--- TASK PROMPT ---
List every line in the items below that contains the word "spire". Case counts.
--- PROVIDED RECORDS ---
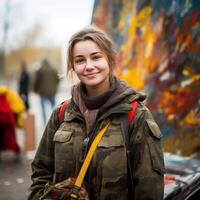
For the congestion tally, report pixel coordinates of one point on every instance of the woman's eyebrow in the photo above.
(98, 52)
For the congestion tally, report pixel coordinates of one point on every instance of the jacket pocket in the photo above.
(111, 141)
(63, 152)
(62, 136)
(156, 153)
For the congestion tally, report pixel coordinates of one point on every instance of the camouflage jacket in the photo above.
(60, 151)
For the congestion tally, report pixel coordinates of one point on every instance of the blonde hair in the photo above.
(99, 37)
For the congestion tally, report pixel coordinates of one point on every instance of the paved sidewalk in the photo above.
(15, 176)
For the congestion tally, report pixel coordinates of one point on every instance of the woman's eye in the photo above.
(96, 57)
(79, 61)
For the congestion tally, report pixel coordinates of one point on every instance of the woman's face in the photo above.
(91, 65)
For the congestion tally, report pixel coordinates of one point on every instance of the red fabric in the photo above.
(7, 127)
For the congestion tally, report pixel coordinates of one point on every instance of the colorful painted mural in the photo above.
(159, 52)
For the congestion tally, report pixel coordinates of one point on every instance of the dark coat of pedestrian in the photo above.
(24, 82)
(98, 98)
(46, 85)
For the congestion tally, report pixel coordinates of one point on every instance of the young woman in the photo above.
(100, 96)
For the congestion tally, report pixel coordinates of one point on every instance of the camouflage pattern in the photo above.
(60, 151)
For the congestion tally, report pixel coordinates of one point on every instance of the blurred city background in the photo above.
(158, 45)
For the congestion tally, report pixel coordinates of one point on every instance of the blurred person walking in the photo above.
(24, 81)
(11, 110)
(46, 84)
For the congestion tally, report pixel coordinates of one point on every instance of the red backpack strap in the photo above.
(132, 112)
(61, 111)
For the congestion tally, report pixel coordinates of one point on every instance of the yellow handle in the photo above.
(88, 158)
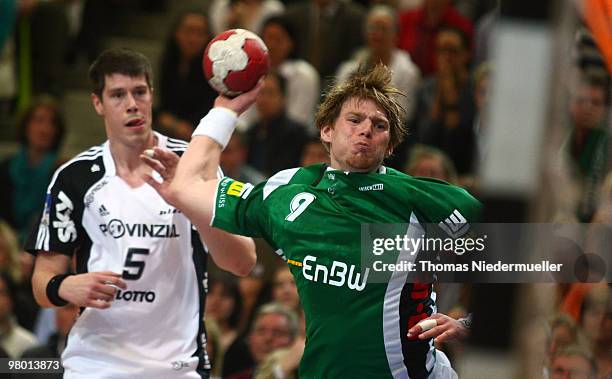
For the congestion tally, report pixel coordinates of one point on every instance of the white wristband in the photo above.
(218, 124)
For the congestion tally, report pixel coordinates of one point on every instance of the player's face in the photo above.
(126, 106)
(359, 140)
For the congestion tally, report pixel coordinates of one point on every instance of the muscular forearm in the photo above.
(230, 252)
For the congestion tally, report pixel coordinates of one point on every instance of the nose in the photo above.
(365, 128)
(131, 103)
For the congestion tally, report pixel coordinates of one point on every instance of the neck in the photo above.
(127, 160)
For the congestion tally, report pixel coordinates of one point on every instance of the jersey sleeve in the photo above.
(59, 229)
(239, 208)
(450, 208)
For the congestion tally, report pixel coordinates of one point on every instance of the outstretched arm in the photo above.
(191, 185)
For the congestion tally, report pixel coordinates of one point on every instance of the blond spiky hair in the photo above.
(372, 85)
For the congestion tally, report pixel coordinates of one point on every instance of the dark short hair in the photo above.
(44, 101)
(118, 61)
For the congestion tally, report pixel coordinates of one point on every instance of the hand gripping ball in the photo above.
(234, 61)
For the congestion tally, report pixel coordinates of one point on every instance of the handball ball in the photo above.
(234, 61)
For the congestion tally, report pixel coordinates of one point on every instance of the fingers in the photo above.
(99, 304)
(113, 279)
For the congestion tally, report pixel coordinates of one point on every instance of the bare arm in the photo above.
(191, 187)
(94, 289)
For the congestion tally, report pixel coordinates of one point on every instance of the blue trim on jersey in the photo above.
(199, 262)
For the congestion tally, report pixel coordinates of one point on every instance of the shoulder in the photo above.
(176, 145)
(294, 176)
(87, 163)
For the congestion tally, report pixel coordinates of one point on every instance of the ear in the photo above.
(389, 152)
(326, 132)
(97, 103)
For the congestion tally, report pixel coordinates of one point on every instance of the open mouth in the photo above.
(135, 122)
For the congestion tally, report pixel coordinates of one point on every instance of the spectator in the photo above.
(185, 92)
(445, 112)
(314, 152)
(429, 162)
(381, 37)
(275, 142)
(303, 80)
(419, 29)
(14, 339)
(588, 142)
(243, 14)
(596, 322)
(233, 161)
(563, 332)
(25, 176)
(224, 305)
(275, 327)
(573, 362)
(330, 32)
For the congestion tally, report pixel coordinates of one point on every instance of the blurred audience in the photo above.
(562, 332)
(588, 142)
(418, 30)
(26, 175)
(243, 14)
(233, 161)
(185, 95)
(224, 306)
(65, 317)
(596, 322)
(14, 339)
(429, 162)
(380, 31)
(446, 110)
(303, 80)
(274, 327)
(327, 29)
(573, 362)
(275, 141)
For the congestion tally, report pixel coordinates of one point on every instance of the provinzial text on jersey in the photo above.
(117, 229)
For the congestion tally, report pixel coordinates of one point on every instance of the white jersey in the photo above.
(154, 328)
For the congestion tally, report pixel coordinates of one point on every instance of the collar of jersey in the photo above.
(381, 170)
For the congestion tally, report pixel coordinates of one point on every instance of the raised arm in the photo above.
(191, 185)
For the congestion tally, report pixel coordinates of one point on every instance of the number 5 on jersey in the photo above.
(131, 262)
(298, 205)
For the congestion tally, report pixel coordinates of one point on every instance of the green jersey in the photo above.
(312, 216)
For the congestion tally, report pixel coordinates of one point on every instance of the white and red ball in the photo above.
(234, 61)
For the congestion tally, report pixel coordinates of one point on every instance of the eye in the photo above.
(140, 92)
(381, 126)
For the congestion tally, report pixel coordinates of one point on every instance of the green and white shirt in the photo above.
(313, 217)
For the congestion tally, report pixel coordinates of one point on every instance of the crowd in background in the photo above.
(439, 53)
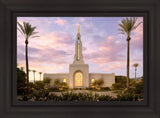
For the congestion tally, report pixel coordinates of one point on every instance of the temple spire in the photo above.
(78, 57)
(78, 28)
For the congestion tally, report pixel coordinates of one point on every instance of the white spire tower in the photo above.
(78, 57)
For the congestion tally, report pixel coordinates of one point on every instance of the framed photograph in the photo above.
(79, 59)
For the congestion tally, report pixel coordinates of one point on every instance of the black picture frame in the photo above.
(10, 9)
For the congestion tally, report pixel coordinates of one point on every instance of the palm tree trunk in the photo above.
(34, 77)
(27, 66)
(135, 74)
(127, 64)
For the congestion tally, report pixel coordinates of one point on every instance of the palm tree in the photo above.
(126, 27)
(34, 75)
(40, 75)
(135, 65)
(28, 32)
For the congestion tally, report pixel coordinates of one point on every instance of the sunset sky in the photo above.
(104, 49)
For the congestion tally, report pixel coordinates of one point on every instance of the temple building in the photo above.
(79, 76)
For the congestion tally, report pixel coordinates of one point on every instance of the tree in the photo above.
(40, 75)
(126, 27)
(47, 80)
(21, 78)
(28, 32)
(135, 65)
(21, 81)
(34, 74)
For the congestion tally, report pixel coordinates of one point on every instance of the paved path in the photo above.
(109, 93)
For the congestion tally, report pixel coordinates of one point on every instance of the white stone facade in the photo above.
(79, 76)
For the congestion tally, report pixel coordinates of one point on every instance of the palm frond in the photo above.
(127, 25)
(27, 30)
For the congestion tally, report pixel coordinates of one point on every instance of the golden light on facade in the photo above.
(78, 79)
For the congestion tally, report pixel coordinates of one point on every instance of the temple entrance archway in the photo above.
(78, 79)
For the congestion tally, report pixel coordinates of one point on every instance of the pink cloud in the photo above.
(59, 21)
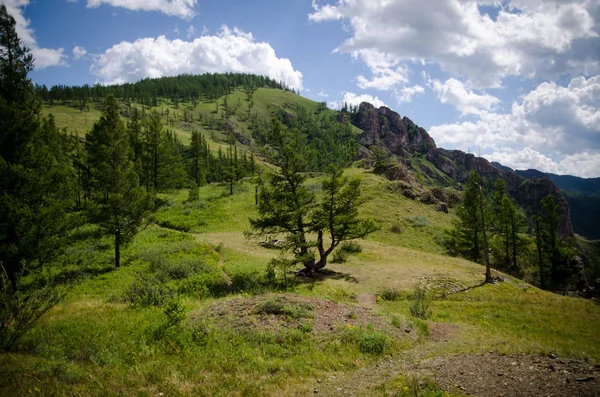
---
--- CORRECT RESULT ---
For the congestion tally, report pixel coordinates of one point on every instance of the temple spire in the photo above.
For the congestion tally, report pixel coordinates of one point on every instance of the white spire tower in the photo above.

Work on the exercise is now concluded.